TEXTAUSZUG:

Aufgeschreckte Hühner

Die Computerintelligenz der Gegner zeigt sich durchwachsen. Manchmal gehen die Feinde clever in Deckung, fordern Verstärkung an, rücken langsam vor oder erblicken mit ihren Adleraugen selbst durch ein mannshohes Maisfeld eine Leiche am anderen Ende des Levels. Dann wiederum laufen sie orientierungslos umher, klettern irgendwo hoch, wieder runter und wiederholen ihre sinnlosen Laufwege pausenlos und ohne Ende. Die gegnerischen Aktionen nach dem eigenen Zug lassen sich übrigens nicht beschleunigt wiedergeben oder abbrechen. Man muss sich stets das ganze Geschehen anschauen, obwohl man zum Beispiel nur einen Spielstand laden möchte. Zwischensequenzen lassen sich ebenso nicht abbrechen.

Abgesehen von den KI-Macken und der umständlichen Stealth-Gewichtung sind die taktischen Duelle zumindest spannend, recht nah am Klassiker und weitgehend verständlich visualisiert. Sie sind das stärkste Element in Jagged Alliance: Rage!.

Auch der Widerstand geht mit harter Hand gegen die Besatzer vor.

Sehr unglücklich ist hingegen das Inventarmangement und die Verwaltung der Gegenstände der Söldner. Hat man einen Sektor komplett gesäubert, wird die Fernbeute-Option aktiviert. Fortan kann man Waffen, Munition, Wasser, Erste-Hilfe-Pakete, Verbände und Co. aus der Ferne und Aktionspunkte-Begrenzung plündern. Nur gibt es einen Haken: Jeder Söldner kann nur einzeln die Leichen und die Kisten der Reihe nach plündern. Es gibt kein übergreifendes Sektorinventar, in das einfach alles eingelagert wird, das man erbeutet oder entdeckt hat. Man muss also alles einzeln und umständlich durchklicken. Bessere Vergleichsmöglichkeiten zwischen den Waffen wären ebenfalls schön.

Der Fluch der Weltkarte

Verbunden werden die einzelnen Aufträge durch eine Übersichtskarte der Drogen-Insel. Dort kann sich das Söldnerteam zwischen den Schauplätzen bewegen, zwischen mehreren Laufwegen/Zielen wählen und zum Beispiel Waffen reparieren bzw. verbessern, wenig zielgerichtetes Crafting angehen und die schweren Wunden der Söldner versorgen, die sich in den Missionen nur rudimentär behandeln lassen. Hierzu schlägt man ein Lager auf und muss den Söldnern etwas Zeit geben, wodurch sie ein Ziel für herumstreifende Patrouillen werden.

Auf der Inselkarte kann man zwischen verschiedenen Zielen und Wege wählen.

VORLIEGENDE DATENSÄTZE:

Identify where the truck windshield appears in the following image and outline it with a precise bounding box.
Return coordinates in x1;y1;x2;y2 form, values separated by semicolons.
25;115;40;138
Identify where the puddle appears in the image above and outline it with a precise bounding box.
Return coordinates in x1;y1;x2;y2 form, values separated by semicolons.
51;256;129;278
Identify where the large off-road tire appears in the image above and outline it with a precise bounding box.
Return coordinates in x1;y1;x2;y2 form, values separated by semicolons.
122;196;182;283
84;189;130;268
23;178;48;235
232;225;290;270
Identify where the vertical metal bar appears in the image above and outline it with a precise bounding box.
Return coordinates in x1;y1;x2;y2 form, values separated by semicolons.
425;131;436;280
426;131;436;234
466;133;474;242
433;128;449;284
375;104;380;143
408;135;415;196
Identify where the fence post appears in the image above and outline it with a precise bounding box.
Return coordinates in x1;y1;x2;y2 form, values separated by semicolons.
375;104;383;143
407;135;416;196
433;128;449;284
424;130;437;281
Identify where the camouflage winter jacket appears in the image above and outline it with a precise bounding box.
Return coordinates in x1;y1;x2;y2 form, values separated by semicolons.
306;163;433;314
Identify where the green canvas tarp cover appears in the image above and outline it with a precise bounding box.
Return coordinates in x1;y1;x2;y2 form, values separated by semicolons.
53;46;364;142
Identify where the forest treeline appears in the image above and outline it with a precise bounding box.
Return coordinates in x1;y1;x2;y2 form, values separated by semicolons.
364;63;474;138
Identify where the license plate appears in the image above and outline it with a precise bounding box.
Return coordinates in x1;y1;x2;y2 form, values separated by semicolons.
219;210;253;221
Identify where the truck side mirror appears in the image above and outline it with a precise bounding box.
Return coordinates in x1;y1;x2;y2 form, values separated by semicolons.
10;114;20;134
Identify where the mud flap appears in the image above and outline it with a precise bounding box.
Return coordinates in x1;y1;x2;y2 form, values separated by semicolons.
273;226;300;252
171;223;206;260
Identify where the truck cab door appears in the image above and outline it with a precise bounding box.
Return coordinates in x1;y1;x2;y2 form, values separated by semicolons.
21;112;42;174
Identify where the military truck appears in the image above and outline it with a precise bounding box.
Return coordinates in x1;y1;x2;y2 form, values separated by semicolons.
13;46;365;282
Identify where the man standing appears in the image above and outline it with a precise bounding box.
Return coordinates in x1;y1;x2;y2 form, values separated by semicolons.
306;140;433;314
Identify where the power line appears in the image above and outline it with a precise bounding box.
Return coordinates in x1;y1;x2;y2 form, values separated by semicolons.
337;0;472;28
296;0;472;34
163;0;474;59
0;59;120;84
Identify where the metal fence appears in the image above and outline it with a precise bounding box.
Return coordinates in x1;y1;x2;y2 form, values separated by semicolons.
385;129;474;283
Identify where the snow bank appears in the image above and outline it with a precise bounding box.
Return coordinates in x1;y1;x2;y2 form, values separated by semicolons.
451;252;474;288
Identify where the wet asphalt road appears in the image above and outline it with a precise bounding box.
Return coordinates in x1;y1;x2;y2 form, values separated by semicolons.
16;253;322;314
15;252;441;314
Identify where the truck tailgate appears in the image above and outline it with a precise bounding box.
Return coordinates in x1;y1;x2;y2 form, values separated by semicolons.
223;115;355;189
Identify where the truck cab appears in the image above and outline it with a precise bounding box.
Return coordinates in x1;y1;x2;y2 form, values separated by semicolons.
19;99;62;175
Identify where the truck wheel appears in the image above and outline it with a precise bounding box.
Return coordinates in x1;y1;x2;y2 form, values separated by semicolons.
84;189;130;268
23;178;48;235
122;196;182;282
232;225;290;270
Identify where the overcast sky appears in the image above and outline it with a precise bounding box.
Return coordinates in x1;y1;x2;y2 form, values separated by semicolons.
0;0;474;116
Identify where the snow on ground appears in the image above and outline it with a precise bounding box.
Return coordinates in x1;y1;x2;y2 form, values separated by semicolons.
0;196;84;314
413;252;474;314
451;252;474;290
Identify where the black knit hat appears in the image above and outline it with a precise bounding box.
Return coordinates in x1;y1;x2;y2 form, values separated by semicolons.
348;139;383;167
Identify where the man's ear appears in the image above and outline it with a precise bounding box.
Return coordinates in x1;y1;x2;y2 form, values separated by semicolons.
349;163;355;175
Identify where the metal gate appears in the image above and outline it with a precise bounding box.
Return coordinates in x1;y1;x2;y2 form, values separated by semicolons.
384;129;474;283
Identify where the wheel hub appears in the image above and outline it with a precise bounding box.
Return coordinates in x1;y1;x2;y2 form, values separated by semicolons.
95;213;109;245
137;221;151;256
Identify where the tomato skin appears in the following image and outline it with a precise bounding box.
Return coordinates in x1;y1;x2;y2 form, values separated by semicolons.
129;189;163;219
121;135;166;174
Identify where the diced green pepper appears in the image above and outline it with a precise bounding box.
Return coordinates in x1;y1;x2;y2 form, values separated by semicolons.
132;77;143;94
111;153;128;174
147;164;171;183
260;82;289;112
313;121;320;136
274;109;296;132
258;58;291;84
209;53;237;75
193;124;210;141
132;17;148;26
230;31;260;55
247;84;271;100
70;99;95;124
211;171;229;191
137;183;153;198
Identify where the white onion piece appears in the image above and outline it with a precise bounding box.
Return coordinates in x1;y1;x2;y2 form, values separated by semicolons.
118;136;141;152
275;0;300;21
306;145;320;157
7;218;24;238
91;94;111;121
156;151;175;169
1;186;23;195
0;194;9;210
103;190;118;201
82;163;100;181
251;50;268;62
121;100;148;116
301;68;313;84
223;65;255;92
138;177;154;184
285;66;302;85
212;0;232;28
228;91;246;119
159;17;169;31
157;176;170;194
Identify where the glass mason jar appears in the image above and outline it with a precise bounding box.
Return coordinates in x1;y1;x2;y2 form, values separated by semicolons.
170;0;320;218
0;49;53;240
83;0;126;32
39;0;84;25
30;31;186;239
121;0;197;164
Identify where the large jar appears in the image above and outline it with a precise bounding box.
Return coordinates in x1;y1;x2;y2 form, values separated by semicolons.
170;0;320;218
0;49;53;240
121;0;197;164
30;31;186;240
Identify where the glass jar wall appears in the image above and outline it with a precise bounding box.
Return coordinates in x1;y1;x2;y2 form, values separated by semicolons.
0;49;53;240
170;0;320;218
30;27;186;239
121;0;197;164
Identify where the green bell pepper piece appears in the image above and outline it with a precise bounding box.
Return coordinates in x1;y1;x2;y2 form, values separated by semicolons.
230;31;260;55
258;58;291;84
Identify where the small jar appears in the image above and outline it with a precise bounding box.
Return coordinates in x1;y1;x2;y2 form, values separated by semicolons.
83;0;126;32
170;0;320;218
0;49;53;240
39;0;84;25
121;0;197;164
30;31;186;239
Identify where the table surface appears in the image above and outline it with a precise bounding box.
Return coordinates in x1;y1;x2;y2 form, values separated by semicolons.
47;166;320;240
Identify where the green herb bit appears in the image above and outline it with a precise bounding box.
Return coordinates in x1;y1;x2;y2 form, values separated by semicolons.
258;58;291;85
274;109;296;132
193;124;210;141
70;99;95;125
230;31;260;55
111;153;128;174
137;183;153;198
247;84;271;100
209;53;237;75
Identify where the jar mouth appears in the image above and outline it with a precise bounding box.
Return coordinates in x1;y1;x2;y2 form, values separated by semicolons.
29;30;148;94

GESTELLTE AUFGABE A: Prüfe, ob die folgenden Aussagen mit dem Textauszug übereinstimmen, und antworte jeweils mit Ja oder Nein samt den entscheidenden Worten des Textauszugs als wörtlichem Zitat: (i) Zwischensequenzen lassen sich abbrechen. (ii) Die Fernbeute-Option wird aktiviert, sobald ein Sektor komplett gesäubert ist. (iii) Es gibt ein übergreifendes Sektorinventar für alle Beute.
GESTELLTE AUFGABE B: Formatiere in den Datensätzen alles von der Zeile mit „Identify where the truck side“ bis hinunter zur Zeile mit „13;46;365;282“, beide eingeschlossen, als JSON-Liste von Zeichenketten mit einem Eintrag pro Zeile und ohne Leerzeilen. Gib nur diese Zeilen aus.

LÖSUNG A:
(i) Nein: „Zwischensequenzen lassen sich ebenso nicht abbrechen.“
(ii) Ja: „Hat man einen Sektor komplett gesäubert, wird die Fernbeute-Option aktiviert.“
(iii) Nein: „Es gibt kein übergreifendes Sektorinventar, in das einfach alles eingelagert wird, das man erbeutet oder entdeckt hat.“

LÖSUNG B:
[
  "Identify where the truck side mirror appears in the image above and outline it with a precise bounding box.",
  "Return coordinates in x1;y1;x2;y2 form, values separated by semicolons.",
  "10;114;20;134",
  "Identify where the mud flap appears in the image above and outline it with a precise bounding box.",
  "Return coordinates in x1;y1;x2;y2 form, values separated by semicolons.",
  "273;226;300;252",
  "171;223;206;260",
  "Identify where the truck cab door appears in the image above and outline it with a precise bounding box.",
  "Return coordinates in x1;y1;x2;y2 form, values separated by semicolons.",
  "21;112;42;174",
  "Identify where the military truck appears in the image above and outline it with a precise bounding box.",
  "Return coordinates in x1;y1;x2;y2 form, values separated by semicolons.",
  "13;46;365;282"
]